§ DOCUMENT:

-----

I think, since it’s ‘spring’ with ‘summer’ coming up, that this is going to be about LINEN.
I’m not going to make this ‘research paper’ style…..mostly because it takes so long and this has been long enough coming!
BASIC BACKGROUND
Linen was a major fabric in the Egyptian dynasties: pre-680AD they had what we identify as huckabuck; tabby with a looped pile; herringbone, lozenge and rosette twills; honeycomb weave. Linen has also been found almost everywhere else pre-medieval period, in which most of us are involved. Other weaves are recorded in guild regulation in 1456 and have been found in central and southern Rhineland graves as well as existing weaving manuals from 1700 and on (see www.cs.arizona.edu/patterns/weaving/weavedocs.html ).
There were fine linens with thread counts of 22/20 per centimeter and 22/18 per cm. found in London digs from the 1200’s and extra fine linen gauzes even earlier in Egypt (etc). The Vikings didn’t have to wear burlap-looking linens!! They had the ability to make finer and had the ability to “obtain” finer if they wanted. For Pete’s sake!!….my own grandmother spun, wove and sewed linen on a Pennsylvania farm in the early 1900’s that was a fine shirtweight! (end diatribe)
My grandmother, Alverna Messersmith Learn, gave these to my mother, Mary Learn, when grandma moved down into town from the farm. (l to r):
flax stems, heckle, line flax, spun flax/linen thread.
In the back you can see some ‘unbleached’ linen on bolts, from my store.

-----

§ DATA EXTRACT:
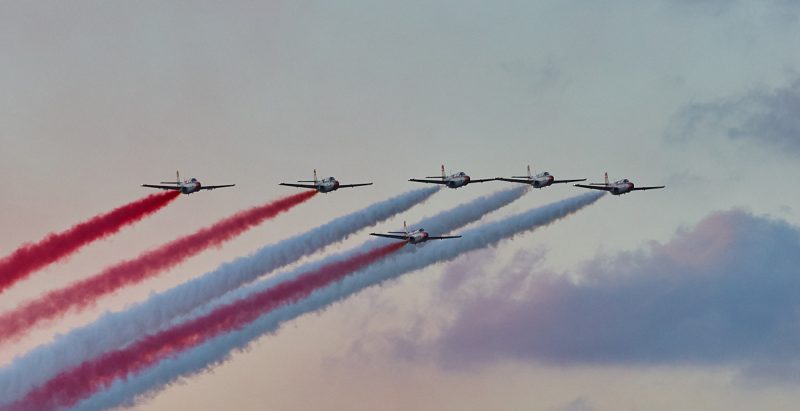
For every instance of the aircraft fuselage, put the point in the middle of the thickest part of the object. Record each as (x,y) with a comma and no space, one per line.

-----

§ TASK LIST:
[a] Decide whether each statement below agrees with the linen post, answering yes or no and quoting the words from the post that settle it. (i) Linen with thread counts of 22/20 per centimeter was found in London digs from the 1200s. (ii) The writer's grandmother spun, wove and sewed linen on a farm in Ohio. (iii) Other weaves are recorded in a guild regulation from 1756.
[b] Reproduce word for word the passage of the linen post between "There were fine" and "from my store.", inclusive.

§ ANSWERS:
[a]
(i) Yes: "There were fine linens with thread counts of 22/20 per centimeter and 22/18 per cm. found in London digs from the 1200’s"
(ii) No: "my own grandmother spun, wove and sewed linen on a Pennsylvania farm in the early 1900’s"
(iii) No: "Other weaves are recorded in guild regulation in 1456"

[b]
There were fine linens with thread counts of 22/20 per centimeter and 22/18 per cm. found in London digs from the 1200’s and extra fine linen gauzes even earlier in Egypt (etc). The Vikings didn’t have to wear burlap-looking linens!! They had the ability to make finer and had the ability to “obtain” finer if they wanted. For Pete’s sake!!….my own grandmother spun, wove and sewed linen on a Pennsylvania farm in the early 1900’s that was a fine shirtweight! (end diatribe)
My grandmother, Alverna Messersmith Learn, gave these to my mother, Mary Learn, when grandma moved down into town from the farm. (l to r):
flax stems, heckle, line flax, spun flax/linen thread.
In the back you can see some ‘unbleached’ linen on bolts, from my store.